* [AIM OF THE EXERCISE]
In how many lines of these records does the word "below" appear? Give the number by itself.

* [GIVEN RECORDS]
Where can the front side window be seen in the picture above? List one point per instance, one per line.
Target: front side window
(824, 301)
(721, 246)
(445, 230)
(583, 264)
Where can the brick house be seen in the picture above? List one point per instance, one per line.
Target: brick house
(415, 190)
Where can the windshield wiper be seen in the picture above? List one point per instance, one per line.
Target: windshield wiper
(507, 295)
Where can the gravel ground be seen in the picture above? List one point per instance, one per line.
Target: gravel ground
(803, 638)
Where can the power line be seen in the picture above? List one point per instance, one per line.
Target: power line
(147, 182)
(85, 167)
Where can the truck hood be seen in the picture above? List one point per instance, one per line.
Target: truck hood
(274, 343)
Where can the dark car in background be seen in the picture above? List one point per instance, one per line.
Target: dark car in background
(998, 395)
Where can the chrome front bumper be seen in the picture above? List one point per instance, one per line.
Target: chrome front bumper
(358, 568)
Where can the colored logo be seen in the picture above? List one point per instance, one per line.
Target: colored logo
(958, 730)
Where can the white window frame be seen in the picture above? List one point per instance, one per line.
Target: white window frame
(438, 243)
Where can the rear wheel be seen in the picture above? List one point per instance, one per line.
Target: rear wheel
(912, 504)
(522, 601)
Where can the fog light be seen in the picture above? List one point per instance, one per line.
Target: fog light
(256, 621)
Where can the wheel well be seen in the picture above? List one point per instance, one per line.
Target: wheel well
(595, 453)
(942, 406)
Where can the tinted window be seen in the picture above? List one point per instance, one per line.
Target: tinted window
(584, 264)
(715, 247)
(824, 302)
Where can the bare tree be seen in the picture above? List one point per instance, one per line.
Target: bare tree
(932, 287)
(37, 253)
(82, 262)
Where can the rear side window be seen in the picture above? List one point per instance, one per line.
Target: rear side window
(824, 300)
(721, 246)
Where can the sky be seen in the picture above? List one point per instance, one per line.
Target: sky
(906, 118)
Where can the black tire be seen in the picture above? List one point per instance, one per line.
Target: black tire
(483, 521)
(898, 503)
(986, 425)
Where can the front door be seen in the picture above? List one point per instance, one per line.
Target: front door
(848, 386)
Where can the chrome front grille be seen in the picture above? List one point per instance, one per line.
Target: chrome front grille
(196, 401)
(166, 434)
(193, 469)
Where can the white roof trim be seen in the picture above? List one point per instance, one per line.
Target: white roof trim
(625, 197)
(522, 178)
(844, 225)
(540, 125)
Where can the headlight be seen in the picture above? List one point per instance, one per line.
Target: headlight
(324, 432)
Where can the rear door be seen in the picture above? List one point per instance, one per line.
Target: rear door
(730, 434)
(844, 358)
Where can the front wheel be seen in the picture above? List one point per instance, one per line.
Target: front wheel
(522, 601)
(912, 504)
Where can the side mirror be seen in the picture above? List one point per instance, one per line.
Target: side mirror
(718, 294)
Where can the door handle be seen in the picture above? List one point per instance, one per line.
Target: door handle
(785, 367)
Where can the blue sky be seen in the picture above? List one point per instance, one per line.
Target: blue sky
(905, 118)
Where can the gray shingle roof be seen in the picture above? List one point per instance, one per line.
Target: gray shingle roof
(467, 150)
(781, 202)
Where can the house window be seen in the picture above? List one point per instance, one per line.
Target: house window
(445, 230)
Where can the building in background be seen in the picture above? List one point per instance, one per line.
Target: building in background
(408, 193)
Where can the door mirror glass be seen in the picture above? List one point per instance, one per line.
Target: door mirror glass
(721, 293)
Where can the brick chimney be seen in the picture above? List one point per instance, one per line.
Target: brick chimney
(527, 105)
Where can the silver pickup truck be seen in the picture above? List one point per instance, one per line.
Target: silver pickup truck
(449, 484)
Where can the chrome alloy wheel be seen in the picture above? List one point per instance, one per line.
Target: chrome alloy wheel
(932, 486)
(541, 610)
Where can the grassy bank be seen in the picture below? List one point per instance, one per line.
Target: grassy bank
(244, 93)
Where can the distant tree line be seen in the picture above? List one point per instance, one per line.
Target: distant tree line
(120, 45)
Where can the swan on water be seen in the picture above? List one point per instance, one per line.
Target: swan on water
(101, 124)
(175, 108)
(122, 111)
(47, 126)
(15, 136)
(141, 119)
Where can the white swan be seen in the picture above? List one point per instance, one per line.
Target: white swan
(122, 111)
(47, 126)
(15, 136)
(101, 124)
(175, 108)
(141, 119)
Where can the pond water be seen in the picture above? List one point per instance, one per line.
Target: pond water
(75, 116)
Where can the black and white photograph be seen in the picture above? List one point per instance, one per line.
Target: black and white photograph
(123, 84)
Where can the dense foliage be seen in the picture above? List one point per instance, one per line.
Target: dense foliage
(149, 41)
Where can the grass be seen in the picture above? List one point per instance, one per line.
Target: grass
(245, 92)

...

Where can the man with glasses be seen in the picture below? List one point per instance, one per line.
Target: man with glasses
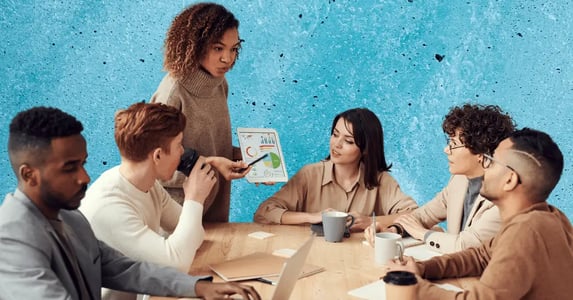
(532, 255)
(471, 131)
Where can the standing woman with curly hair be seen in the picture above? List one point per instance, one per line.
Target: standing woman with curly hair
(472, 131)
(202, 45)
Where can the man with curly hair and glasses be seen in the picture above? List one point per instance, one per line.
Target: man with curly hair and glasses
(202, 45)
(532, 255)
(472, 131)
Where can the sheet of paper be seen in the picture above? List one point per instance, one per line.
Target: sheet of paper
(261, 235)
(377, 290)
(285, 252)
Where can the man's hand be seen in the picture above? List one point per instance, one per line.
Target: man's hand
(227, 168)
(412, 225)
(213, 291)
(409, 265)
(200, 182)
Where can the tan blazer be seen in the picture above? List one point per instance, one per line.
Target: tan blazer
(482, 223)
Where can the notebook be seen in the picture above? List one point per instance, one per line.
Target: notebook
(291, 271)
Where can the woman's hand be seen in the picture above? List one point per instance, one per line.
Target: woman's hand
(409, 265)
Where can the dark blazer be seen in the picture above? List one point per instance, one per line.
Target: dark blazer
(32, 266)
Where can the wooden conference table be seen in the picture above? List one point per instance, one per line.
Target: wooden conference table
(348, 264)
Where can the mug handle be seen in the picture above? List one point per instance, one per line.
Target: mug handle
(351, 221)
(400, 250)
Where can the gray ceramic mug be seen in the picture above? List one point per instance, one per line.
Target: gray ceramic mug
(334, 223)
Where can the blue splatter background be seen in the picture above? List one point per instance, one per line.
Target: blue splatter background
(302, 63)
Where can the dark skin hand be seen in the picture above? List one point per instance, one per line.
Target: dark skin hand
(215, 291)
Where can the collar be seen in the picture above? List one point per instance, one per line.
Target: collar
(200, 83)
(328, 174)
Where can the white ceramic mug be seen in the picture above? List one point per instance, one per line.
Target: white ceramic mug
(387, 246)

* [SOLUTION FOR THIS EXERCISE]
2